Source records
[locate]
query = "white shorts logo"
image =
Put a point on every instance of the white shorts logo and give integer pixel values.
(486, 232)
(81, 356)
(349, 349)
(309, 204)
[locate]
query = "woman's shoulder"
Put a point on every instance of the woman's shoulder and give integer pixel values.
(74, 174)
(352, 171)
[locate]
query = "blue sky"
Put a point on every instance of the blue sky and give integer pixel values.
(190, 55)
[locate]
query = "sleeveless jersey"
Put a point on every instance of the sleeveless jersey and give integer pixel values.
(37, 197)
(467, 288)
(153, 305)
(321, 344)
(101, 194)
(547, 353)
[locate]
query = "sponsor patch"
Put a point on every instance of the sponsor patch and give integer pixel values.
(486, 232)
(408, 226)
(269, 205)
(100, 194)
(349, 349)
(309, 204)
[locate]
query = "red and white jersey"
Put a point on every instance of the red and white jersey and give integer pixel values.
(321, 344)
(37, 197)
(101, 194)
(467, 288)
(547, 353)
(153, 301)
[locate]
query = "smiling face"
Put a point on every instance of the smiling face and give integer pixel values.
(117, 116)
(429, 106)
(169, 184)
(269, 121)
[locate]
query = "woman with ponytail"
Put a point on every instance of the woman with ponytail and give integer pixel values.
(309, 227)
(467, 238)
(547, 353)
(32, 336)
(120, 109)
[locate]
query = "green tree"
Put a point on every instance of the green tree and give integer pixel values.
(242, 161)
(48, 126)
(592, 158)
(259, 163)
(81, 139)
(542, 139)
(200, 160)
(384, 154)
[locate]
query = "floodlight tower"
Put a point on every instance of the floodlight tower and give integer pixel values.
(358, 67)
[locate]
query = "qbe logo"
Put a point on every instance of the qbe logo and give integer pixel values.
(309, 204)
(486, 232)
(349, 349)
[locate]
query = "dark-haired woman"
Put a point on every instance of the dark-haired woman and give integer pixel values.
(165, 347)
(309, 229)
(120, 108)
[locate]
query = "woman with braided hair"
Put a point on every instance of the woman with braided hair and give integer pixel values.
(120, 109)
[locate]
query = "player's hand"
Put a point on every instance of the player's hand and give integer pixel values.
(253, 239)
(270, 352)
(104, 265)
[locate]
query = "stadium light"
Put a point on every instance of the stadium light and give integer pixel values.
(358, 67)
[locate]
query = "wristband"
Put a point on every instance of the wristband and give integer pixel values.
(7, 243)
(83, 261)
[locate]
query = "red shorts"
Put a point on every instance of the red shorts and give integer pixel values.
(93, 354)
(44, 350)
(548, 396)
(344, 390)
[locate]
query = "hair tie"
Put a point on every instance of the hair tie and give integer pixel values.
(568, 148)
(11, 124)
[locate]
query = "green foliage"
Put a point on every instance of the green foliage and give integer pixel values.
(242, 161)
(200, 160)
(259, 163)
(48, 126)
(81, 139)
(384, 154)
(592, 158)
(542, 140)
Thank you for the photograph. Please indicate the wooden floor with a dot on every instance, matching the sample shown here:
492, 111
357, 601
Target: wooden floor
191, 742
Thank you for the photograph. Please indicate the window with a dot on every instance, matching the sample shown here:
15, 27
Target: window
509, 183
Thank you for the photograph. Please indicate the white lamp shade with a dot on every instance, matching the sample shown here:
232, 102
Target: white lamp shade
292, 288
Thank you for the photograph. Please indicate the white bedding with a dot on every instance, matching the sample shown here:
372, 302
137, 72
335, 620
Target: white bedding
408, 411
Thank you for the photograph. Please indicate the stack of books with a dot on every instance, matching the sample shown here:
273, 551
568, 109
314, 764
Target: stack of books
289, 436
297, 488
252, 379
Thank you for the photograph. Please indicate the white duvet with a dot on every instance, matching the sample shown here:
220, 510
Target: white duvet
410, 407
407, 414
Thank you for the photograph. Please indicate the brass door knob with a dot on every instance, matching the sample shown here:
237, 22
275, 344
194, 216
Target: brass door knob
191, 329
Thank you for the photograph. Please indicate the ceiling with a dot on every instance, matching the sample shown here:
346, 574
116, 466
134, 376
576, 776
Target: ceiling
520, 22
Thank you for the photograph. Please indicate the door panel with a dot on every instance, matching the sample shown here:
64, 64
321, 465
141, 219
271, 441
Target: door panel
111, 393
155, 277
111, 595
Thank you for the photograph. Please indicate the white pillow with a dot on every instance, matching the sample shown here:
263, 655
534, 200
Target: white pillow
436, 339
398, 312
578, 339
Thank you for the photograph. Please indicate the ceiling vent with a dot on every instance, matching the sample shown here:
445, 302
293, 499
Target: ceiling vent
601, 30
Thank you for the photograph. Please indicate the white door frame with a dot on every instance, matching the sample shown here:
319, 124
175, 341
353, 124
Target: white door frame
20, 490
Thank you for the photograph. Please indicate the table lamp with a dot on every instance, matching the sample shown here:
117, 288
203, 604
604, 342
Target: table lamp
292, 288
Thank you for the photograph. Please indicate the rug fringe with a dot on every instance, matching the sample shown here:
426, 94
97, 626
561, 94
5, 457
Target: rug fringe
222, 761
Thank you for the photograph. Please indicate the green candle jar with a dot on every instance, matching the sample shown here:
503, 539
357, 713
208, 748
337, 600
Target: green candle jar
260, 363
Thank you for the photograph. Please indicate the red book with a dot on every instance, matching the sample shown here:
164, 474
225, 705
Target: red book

Your assignment
Reproduce the data exactly. All of it is needed.

Answer to this task
[locate]
query = "white shorts logo"
image =
Put a point on every instance of the white shorts logo and give integer pixel values.
(486, 232)
(81, 356)
(349, 349)
(309, 204)
[locate]
query = "woman's shoulder"
Put a point on every instance of the woman's shoulder and give integer pixel values.
(74, 174)
(352, 171)
[locate]
query = "blue sky"
Put a point on every instance of the blue sky and give integer pixel values.
(190, 55)
[locate]
query = "sleeveless jersey"
Put a point on every instance of the sleeveless jersey and give integer pixel values.
(37, 197)
(467, 288)
(153, 305)
(321, 344)
(101, 194)
(547, 353)
[locate]
query = "sponsor patch"
Put a point on every instance of the sponsor patch and give integer pixel values.
(486, 232)
(408, 226)
(269, 205)
(100, 194)
(349, 349)
(309, 204)
[locate]
query = "red and white jersey"
Put a point on every instance of the red and white jersey and give integer pixel values.
(321, 344)
(37, 197)
(101, 194)
(467, 288)
(547, 353)
(153, 301)
[locate]
query = "smiling face"
Put a point on every instance of the smiling face and give integer pixel values.
(117, 116)
(429, 106)
(169, 184)
(269, 121)
[locate]
query = "woman with ponytail"
Put a point on every instance of the woman with ponytail and give integer pixel values.
(309, 227)
(467, 238)
(547, 353)
(32, 336)
(120, 109)
[locate]
query = "green tree"
Put a point on every instance of the green tree and give integer pixel values.
(242, 161)
(48, 126)
(592, 158)
(259, 163)
(81, 139)
(542, 139)
(200, 160)
(384, 154)
[locate]
query = "floodlight tower"
Put a point on every instance of the floodlight tower and give integer pixel values.
(358, 67)
[locate]
query = "qbe logo"
Put a point on every instance of the qbe logo and give integer pixel values.
(309, 204)
(486, 232)
(349, 349)
[locate]
query = "dark-haired woman"
Put a point on every instance of the dark-haired woman and give integer pixel values.
(165, 347)
(309, 229)
(120, 108)
[locate]
query = "woman with braided hair"
Put a point on every instance of the woman with braided hair and give integer pixel values.
(120, 109)
[locate]
query = "player's hand"
Put a point on every instance of the player's hand and give integer pixel values.
(253, 239)
(270, 352)
(104, 265)
[locate]
query = "stadium light"
Put a point on every instance of the stadium light and give integer pixel values.
(358, 67)
[locate]
query = "wristband"
Put a point on every instance of the wristband and give integer pixel values.
(7, 243)
(83, 261)
[locate]
query = "red shorts"
Put a point on every instance of the red shorts and give integer pixel values.
(93, 354)
(44, 350)
(548, 396)
(344, 390)
[locate]
query = "hair tie"
Put a point on every instance of the hair tie and give integer pixel values.
(568, 148)
(11, 124)
[locate]
query = "green foliage"
Put a point on every instance of the green foliage and give integer pixel values.
(242, 161)
(200, 160)
(259, 163)
(48, 126)
(81, 139)
(384, 154)
(592, 158)
(542, 140)
Thank you for the photograph. Please indicate the wooden floor with a dot on every instance, matching the sample shown here:
492, 111
357, 601
Target: wooden floor
191, 742
Thank you for the photograph. Please indicate the window with a dot on every instance, matching the sample shown here:
15, 27
Target: window
509, 183
Thank you for the photograph. Please indicate the white lamp shade with a dot on every instance, matching the sample shown here:
232, 102
Target: white lamp shade
292, 288
Thank you for the photograph. Please indicate the white bedding with a dot on every instance, matching the sample shown here:
372, 302
137, 72
335, 620
Target: white bedding
408, 411
Thank you for the photograph. Please indicate the stack of books with a dot on every instance, matching the sample shown here:
273, 551
568, 109
314, 764
Target: stack of books
289, 436
297, 488
252, 379
Thank you for the photograph. Please indicate the white duvet with a dot on every instance, matching the sample shown here:
220, 510
Target: white duvet
410, 407
407, 414
Thank you for the photograph. Please indicate the brass door knob with a dot on every instance, matching the sample shown here:
237, 22
275, 344
194, 216
Target: brass door knob
191, 329
Thank you for the photograph. Please indicate the ceiling with a dot on every instance, matching the sample shown here:
346, 574
116, 466
134, 376
576, 776
Target: ceiling
520, 22
Thank you for the photograph. Please indicate the door panel with a dot on every instance, matching the sample shown here:
64, 64
321, 465
141, 219
271, 441
Target: door panel
111, 393
155, 277
111, 595
Thank you for the photograph. Please indicate the white pillow with a dot on every instance, matching the sample shown here:
263, 655
534, 200
Target: white pillow
436, 339
398, 312
578, 339
Thank you for the photograph. Please indicate the ceiling vent with a dot on every instance, matching the sample shown here:
445, 302
293, 499
Target: ceiling vent
601, 30
Thank you for the photograph. Please indicate the white door frame with a dot on every instance, matching the sample shown here:
319, 124
175, 341
353, 124
Target: white door frame
20, 490
Thank you for the photograph. Please indicate the table lamp with a dot on every instance, matching the sample shown here:
117, 288
203, 604
604, 342
Target: table lamp
292, 288
Thank you for the photograph. Please indicate the rug fringe with a dot on every instance, matching the sample shown here:
426, 94
97, 626
561, 94
5, 457
Target: rug fringe
222, 761
Thank you for the photograph. Please indicate the green candle jar with a dot on every instance, matching the sample shown here:
503, 539
357, 713
208, 748
337, 600
Target: green candle jar
260, 363
Thank you for the photograph. Please indicate the red book with a dot on every instance, matching the sample shown here:
164, 474
225, 705
Target: red book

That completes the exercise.